__Problem requirements__
Turn every line of the data below into a numbered list, omitting any blank lines.

— start of Task data —

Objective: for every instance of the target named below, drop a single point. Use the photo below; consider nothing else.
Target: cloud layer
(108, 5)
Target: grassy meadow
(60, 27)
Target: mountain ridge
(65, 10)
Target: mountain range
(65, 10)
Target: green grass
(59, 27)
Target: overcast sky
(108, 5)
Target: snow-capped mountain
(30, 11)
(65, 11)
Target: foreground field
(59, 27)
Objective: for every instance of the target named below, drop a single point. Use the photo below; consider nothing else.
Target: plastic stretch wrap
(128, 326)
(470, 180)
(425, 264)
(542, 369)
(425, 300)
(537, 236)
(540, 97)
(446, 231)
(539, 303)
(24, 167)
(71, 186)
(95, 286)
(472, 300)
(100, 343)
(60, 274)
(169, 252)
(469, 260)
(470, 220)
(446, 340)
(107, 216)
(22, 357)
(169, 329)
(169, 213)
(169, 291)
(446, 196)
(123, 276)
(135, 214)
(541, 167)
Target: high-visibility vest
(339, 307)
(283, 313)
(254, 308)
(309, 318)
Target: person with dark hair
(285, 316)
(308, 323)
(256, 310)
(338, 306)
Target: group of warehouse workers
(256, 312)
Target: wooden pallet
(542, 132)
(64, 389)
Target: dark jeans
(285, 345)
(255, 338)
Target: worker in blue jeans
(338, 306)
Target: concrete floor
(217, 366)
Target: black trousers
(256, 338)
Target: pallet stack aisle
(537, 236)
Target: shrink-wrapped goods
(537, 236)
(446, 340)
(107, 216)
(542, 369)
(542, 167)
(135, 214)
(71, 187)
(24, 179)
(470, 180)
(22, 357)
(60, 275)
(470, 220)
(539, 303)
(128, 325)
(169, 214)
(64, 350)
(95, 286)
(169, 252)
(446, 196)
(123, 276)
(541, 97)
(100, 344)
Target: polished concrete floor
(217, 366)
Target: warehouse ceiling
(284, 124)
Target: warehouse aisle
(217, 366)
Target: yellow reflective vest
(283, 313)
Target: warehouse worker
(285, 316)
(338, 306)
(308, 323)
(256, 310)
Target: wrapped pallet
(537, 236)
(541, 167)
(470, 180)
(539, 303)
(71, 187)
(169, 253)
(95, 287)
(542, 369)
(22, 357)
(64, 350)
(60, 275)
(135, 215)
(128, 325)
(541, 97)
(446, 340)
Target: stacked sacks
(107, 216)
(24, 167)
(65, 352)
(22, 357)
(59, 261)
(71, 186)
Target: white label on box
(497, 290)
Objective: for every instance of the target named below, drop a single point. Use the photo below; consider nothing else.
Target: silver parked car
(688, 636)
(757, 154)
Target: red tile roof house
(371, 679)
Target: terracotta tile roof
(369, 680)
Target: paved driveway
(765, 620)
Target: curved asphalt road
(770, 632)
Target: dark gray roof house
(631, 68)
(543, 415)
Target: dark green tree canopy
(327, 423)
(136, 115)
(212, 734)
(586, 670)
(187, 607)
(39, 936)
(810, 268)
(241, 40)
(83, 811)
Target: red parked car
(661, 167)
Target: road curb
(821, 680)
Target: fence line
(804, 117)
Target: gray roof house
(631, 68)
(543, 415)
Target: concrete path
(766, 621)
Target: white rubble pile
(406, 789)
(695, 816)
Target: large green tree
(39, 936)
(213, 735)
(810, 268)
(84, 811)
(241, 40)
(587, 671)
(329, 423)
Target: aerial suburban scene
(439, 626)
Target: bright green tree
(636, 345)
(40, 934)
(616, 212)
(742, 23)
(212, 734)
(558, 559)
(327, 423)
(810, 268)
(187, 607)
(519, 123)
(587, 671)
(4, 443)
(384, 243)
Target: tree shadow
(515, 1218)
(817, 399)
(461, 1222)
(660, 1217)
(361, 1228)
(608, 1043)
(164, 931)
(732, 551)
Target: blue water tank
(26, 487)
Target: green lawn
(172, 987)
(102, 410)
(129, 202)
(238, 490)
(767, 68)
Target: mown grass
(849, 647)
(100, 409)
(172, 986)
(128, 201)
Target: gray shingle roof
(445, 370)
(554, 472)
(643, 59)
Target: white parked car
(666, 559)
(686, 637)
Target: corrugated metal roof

— end of Task data —

__Written response__
1. Objective: for every instance of the target named below, drop a single point. Use the photo below; consider nothing else.
2. Target: cloud layer
3. (108, 5)
4. Target: grassy meadow
5. (60, 27)
6. Target: mountain ridge
7. (65, 10)
8. Target: mountain range
9. (65, 10)
10. Target: green grass
11. (59, 27)
12. Target: overcast sky
13. (108, 5)
14. Target: snow-capped mountain
15. (30, 11)
16. (65, 11)
17. Target: foreground field
18. (59, 27)
19. Objective: for every instance of the target named below, drop a single point. Use the photo below; consider nothing else.
20. Target: plastic stretch wrap
21. (128, 326)
22. (470, 180)
23. (425, 264)
24. (542, 369)
25. (425, 300)
26. (537, 236)
27. (540, 97)
28. (446, 231)
29. (539, 303)
30. (24, 167)
31. (71, 186)
32. (95, 286)
33. (472, 300)
34. (100, 343)
35. (60, 274)
36. (169, 252)
37. (469, 260)
38. (470, 220)
39. (446, 340)
40. (107, 216)
41. (22, 357)
42. (169, 329)
43. (169, 213)
44. (169, 291)
45. (446, 196)
46. (123, 276)
47. (135, 214)
48. (541, 167)
49. Target: high-visibility vest
50. (339, 307)
51. (283, 313)
52. (254, 308)
53. (309, 318)
54. Target: person with dark hair
55. (285, 316)
56. (308, 323)
57. (256, 310)
58. (338, 306)
59. Target: group of warehouse workers
60. (256, 312)
61. Target: wooden pallet
62. (542, 132)
63. (64, 389)
64. Target: dark jeans
65. (285, 345)
66. (255, 338)
67. Target: worker in blue jeans
68. (338, 306)
69. Target: concrete floor
70. (217, 366)
71. Target: black trousers
72. (256, 338)
73. Target: pallet stack aisle
74. (537, 236)
75. Target: shrink-wrapped goods
76. (537, 236)
77. (446, 340)
78. (107, 216)
79. (542, 369)
80. (542, 167)
81. (135, 214)
82. (71, 187)
83. (24, 179)
84. (470, 180)
85. (22, 357)
86. (60, 275)
87. (470, 220)
88. (539, 303)
89. (128, 325)
90. (169, 214)
91. (64, 350)
92. (95, 286)
93. (169, 252)
94. (446, 196)
95. (123, 276)
96. (541, 97)
97. (100, 344)
98. Target: polished concrete floor
99. (217, 366)
100. Target: warehouse ceiling
101. (284, 124)
102. Target: warehouse aisle
103. (217, 366)
104. Target: yellow reflective vest
105. (283, 313)
106. Target: warehouse worker
107. (285, 316)
108. (338, 306)
109. (308, 323)
110. (256, 310)
111. Target: wrapped pallet
112. (537, 236)
113. (541, 167)
114. (470, 180)
115. (539, 303)
116. (71, 187)
117. (169, 253)
118. (95, 287)
119. (542, 369)
120. (22, 357)
121. (64, 350)
122. (60, 275)
123. (135, 215)
124. (128, 325)
125. (541, 97)
126. (446, 340)
127. Target: stacked sacks
128. (107, 216)
129. (24, 167)
130. (65, 352)
131. (22, 357)
132. (59, 261)
133. (71, 186)
134. Target: white label on box
135. (497, 290)
136. Objective: for every instance of the target named below, drop a single point. Use the photo below; consider nothing else.
137. Target: silver parked car
138. (688, 636)
139. (757, 154)
140. Target: red tile roof house
141. (371, 679)
142. Target: terracotta tile roof
143. (369, 680)
144. Target: paved driveway
145. (765, 620)
146. Target: curved asphalt road
147. (770, 632)
148. Target: dark gray roof house
149. (631, 68)
150. (543, 415)
151. Target: dark green tree canopy
152. (327, 423)
153. (136, 115)
154. (212, 734)
155. (586, 670)
156. (187, 607)
157. (39, 936)
158. (810, 268)
159. (241, 40)
160. (83, 811)
161. Target: red parked car
162. (661, 167)
163. Target: road curb
164. (821, 680)
165. Target: fence line
166. (804, 117)
167. Target: gray roof house
168. (631, 68)
169. (543, 415)
170. Target: concrete path
171. (766, 621)
172. Target: white rubble pile
173. (406, 789)
174. (695, 816)
175. Target: large green tree
176. (39, 936)
177. (213, 735)
178. (810, 268)
179. (84, 811)
180. (241, 40)
181. (587, 671)
182. (329, 423)
183. Target: aerial suburban scene
184. (439, 626)
185. Target: bright green tree
186. (636, 345)
187. (40, 934)
188. (616, 212)
189. (742, 23)
190. (212, 734)
191. (558, 559)
192. (327, 423)
193. (810, 268)
194. (187, 607)
195. (519, 123)
196. (587, 671)
197. (4, 443)
198. (384, 243)
199. Target: tree shadow
200. (515, 1218)
201. (817, 399)
202. (461, 1222)
203. (660, 1217)
204. (361, 1228)
205. (608, 1043)
206. (164, 931)
207. (732, 551)
208. Target: blue water tank
209. (26, 487)
210. Target: green lawn
211. (172, 987)
212. (102, 410)
213. (129, 202)
214. (238, 490)
215. (767, 68)
216. Target: mown grass
217. (849, 647)
218. (100, 409)
219. (172, 986)
220. (128, 201)
221. Target: gray shingle roof
222. (445, 370)
223. (554, 472)
224. (643, 59)
225. Target: white parked car
226. (666, 559)
227. (686, 637)
228. Target: corrugated metal roof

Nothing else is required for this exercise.